■ **Instructions for the task**:
Count the lines below that contain the string "shirt". Reply with the number only.

[start]

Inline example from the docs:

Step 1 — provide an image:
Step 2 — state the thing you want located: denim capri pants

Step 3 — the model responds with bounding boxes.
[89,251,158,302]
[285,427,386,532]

[end]
[start]

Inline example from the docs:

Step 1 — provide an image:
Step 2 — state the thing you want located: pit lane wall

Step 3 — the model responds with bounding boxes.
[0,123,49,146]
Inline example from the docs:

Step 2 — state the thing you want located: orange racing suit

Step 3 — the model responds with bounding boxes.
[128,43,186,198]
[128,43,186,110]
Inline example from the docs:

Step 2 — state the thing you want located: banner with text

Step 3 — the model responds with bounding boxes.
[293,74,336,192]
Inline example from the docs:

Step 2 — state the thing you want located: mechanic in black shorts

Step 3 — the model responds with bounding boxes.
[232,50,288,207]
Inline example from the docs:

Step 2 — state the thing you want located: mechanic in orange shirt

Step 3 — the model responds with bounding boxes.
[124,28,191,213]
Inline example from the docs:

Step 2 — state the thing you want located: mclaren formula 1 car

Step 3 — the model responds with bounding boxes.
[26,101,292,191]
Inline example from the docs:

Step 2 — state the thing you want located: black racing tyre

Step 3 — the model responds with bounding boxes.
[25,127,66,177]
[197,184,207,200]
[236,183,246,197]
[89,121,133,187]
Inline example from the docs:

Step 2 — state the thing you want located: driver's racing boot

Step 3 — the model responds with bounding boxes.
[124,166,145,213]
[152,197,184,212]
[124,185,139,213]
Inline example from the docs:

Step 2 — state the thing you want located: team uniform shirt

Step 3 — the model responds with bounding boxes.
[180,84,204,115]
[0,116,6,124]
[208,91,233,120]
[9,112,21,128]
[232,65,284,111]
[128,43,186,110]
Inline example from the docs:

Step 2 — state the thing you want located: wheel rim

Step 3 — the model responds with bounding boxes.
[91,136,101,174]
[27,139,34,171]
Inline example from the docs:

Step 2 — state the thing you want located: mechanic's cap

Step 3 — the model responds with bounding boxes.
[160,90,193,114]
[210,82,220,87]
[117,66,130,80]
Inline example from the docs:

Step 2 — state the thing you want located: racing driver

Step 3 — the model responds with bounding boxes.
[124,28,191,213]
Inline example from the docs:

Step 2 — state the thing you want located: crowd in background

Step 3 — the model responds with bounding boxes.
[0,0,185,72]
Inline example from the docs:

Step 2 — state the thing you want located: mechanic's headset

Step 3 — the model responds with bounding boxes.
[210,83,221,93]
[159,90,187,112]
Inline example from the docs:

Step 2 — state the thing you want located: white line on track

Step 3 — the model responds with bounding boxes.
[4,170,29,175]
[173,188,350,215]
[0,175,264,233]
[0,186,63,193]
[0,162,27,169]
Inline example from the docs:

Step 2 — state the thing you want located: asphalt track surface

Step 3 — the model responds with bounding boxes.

[end]

■ **Result of the task**:
2